## What is asked
Locate each line in the entries below that contains the word "black" and copy those lines out in full. Letter case matters.

-- Start --

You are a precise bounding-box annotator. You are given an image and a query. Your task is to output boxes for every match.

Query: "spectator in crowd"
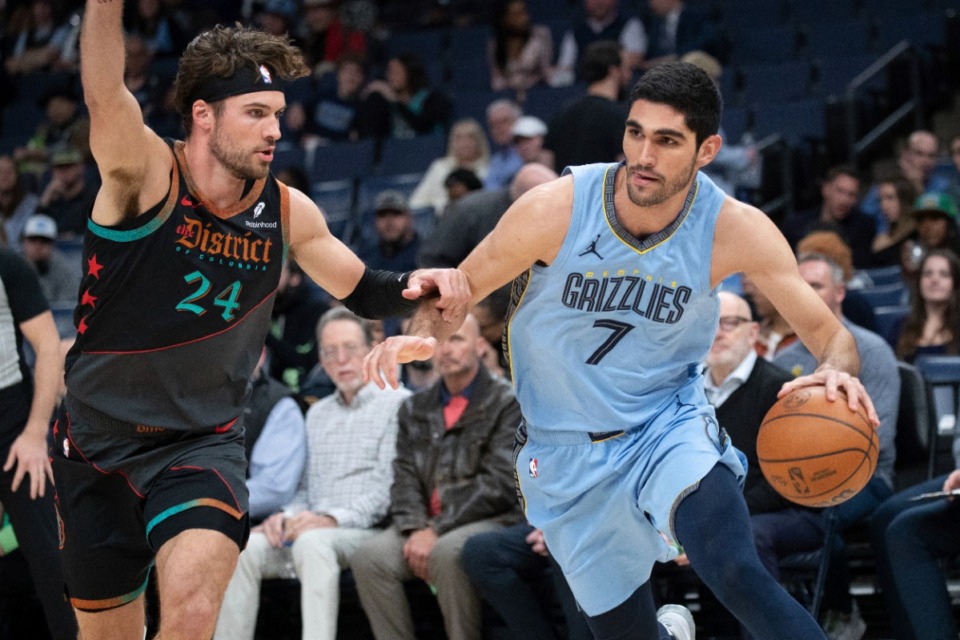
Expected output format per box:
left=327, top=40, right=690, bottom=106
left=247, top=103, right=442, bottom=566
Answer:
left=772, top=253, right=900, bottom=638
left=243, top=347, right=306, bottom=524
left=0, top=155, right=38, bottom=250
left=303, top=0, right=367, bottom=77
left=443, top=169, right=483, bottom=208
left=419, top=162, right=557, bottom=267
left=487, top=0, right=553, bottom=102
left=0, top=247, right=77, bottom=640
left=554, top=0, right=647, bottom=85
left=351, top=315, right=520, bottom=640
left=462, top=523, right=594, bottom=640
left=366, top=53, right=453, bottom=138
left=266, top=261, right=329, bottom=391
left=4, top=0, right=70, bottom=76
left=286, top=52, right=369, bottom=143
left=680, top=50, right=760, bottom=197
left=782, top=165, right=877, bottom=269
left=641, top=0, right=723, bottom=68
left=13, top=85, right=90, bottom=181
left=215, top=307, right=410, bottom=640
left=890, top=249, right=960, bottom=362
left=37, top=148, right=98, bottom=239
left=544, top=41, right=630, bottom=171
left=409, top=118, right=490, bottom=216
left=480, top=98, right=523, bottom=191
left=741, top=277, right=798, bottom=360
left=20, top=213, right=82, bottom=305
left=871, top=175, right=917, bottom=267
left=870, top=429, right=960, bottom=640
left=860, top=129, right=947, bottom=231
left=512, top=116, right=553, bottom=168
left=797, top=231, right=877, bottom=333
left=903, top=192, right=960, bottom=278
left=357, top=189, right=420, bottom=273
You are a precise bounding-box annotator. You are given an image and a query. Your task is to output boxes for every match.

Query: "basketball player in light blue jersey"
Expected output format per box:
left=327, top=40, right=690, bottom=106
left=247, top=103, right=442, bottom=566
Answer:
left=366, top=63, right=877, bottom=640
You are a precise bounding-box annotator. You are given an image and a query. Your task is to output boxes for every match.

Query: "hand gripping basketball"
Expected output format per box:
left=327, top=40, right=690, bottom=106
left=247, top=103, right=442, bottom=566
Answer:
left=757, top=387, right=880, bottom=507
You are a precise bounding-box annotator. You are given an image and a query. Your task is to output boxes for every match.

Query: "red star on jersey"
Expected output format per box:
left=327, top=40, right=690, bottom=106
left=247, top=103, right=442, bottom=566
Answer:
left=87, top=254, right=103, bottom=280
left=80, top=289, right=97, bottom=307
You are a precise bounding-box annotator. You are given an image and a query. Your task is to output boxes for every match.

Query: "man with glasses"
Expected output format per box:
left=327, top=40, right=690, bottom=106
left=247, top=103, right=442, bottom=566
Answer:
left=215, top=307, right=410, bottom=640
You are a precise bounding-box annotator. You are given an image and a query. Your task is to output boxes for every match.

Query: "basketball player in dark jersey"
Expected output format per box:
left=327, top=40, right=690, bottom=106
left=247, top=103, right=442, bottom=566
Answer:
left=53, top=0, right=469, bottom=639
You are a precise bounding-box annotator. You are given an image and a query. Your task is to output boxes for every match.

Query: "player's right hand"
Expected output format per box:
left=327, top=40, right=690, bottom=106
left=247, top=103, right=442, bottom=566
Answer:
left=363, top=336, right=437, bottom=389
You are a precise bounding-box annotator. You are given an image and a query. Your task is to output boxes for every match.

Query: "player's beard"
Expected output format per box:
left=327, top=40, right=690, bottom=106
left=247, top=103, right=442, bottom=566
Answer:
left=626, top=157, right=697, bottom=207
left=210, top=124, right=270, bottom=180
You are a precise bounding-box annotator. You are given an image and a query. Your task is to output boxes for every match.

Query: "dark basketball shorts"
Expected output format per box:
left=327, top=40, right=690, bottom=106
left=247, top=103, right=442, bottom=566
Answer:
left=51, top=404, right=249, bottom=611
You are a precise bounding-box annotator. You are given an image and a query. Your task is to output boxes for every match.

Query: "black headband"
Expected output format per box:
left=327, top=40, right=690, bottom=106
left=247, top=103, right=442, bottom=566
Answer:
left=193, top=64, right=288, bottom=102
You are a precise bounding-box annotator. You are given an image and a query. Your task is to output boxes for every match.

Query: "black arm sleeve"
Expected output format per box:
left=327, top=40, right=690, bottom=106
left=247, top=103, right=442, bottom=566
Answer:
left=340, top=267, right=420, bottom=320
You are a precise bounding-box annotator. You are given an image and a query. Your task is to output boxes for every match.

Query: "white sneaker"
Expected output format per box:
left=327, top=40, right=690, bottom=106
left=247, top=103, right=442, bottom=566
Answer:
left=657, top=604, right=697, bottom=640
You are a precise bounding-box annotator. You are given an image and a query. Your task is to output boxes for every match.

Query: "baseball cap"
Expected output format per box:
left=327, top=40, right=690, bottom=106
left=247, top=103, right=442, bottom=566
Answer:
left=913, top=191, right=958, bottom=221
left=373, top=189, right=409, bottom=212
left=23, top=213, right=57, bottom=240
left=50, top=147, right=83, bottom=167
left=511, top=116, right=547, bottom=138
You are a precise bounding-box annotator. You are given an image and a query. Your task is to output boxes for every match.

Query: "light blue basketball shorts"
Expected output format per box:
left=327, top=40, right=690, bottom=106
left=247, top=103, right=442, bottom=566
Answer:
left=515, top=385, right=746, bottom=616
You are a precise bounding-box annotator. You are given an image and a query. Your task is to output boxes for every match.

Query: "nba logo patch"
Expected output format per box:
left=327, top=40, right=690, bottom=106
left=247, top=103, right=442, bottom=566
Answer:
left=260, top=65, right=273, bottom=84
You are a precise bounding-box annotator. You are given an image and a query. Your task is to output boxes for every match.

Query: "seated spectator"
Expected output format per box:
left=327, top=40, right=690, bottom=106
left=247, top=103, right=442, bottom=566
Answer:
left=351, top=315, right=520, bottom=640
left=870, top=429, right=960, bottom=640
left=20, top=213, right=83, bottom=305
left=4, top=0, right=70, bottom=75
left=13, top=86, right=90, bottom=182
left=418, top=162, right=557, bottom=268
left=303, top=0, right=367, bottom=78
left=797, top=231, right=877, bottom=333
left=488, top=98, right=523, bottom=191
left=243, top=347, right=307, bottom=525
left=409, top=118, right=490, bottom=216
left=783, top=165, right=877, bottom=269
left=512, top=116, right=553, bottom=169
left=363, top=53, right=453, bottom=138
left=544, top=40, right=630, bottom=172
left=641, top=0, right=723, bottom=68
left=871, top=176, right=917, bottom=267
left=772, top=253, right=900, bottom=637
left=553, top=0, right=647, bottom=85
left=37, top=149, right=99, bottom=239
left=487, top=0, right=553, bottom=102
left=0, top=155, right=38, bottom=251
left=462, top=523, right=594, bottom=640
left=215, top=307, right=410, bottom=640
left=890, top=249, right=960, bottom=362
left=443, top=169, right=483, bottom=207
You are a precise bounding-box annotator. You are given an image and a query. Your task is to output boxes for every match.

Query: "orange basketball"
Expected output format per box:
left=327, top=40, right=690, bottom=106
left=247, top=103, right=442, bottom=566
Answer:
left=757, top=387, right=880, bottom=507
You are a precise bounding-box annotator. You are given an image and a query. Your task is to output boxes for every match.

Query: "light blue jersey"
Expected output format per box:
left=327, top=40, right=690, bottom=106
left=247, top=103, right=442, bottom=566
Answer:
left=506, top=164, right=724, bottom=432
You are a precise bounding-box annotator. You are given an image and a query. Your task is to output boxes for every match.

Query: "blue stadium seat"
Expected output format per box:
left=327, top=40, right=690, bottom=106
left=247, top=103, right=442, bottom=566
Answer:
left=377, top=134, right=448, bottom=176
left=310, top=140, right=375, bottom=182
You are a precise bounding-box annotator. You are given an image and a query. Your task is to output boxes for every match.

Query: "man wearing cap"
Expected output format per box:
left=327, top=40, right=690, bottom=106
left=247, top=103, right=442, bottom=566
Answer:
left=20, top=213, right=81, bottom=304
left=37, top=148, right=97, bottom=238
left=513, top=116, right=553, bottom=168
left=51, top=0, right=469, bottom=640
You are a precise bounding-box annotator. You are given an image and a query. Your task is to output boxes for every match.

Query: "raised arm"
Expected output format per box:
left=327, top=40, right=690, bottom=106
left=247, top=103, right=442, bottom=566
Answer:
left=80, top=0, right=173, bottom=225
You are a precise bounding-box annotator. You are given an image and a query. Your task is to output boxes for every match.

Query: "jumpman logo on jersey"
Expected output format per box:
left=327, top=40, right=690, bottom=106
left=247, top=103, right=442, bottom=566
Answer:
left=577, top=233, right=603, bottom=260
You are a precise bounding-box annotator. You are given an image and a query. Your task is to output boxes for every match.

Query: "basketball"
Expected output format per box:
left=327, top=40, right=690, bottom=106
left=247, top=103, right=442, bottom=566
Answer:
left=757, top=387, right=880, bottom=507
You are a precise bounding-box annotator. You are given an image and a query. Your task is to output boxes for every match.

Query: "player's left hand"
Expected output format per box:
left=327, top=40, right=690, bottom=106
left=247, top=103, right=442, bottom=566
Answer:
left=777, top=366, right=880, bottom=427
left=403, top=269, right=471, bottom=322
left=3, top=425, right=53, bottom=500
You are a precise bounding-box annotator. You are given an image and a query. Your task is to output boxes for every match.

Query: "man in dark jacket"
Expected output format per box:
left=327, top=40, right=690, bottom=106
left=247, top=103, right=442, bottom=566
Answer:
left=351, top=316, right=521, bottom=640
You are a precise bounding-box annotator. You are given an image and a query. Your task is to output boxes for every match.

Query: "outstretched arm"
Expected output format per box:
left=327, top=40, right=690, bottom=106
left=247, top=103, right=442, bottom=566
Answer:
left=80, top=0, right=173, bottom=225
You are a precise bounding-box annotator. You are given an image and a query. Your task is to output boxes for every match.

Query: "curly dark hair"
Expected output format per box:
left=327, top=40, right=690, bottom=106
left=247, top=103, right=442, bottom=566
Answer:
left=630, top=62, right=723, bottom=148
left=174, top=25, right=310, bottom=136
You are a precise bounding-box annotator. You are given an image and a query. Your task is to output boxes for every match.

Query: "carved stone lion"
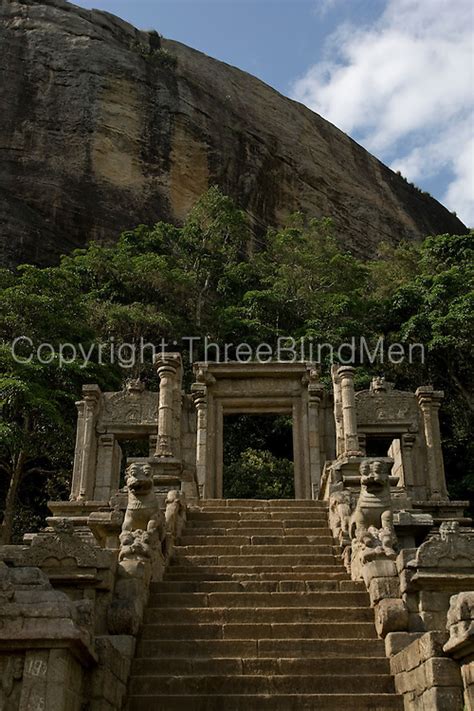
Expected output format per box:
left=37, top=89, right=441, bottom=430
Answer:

-- End --
-- Start --

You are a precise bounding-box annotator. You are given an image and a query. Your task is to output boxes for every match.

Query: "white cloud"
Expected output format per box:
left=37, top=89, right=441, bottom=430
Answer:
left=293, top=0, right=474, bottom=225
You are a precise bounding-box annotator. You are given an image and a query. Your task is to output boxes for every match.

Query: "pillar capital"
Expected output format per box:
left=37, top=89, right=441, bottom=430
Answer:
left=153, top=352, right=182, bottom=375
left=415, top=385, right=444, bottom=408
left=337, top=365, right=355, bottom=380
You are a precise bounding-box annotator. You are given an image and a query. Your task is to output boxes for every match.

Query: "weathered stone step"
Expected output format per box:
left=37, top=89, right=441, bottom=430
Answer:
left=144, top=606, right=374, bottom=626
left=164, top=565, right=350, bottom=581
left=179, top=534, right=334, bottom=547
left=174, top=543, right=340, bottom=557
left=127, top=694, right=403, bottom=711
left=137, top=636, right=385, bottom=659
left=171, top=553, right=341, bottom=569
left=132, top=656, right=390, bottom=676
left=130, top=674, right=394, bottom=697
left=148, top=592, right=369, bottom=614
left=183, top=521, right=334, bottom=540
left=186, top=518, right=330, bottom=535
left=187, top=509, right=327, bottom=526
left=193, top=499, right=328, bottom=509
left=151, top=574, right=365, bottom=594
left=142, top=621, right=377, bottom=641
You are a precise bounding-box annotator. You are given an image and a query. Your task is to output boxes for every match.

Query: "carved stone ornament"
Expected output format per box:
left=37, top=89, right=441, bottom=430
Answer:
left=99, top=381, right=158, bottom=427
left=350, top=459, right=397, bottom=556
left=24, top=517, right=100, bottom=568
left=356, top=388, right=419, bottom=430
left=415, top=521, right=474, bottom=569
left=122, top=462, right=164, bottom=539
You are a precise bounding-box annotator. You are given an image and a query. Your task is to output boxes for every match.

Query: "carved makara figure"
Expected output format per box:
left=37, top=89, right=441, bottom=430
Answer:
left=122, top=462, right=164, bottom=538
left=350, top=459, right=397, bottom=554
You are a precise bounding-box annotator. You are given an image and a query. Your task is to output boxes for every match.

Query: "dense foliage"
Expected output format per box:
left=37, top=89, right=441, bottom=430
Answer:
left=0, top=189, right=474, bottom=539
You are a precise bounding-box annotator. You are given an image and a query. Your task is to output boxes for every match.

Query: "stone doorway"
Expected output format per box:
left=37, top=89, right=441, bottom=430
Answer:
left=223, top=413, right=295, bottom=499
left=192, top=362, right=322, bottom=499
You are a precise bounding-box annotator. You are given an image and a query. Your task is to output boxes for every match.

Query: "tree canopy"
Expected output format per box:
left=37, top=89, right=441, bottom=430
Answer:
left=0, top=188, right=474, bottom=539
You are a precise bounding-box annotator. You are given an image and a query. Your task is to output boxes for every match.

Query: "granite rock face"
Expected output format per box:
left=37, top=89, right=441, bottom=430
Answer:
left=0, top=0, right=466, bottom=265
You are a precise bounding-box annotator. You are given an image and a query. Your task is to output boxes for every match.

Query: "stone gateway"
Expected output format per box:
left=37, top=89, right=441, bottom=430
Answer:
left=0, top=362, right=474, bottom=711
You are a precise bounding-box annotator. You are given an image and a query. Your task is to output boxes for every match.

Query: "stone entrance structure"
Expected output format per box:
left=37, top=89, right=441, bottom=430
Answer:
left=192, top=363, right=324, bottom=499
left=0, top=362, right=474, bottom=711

-- End --

## Result of the exercise
Query: "black headband"
Query: "black arm sleeve"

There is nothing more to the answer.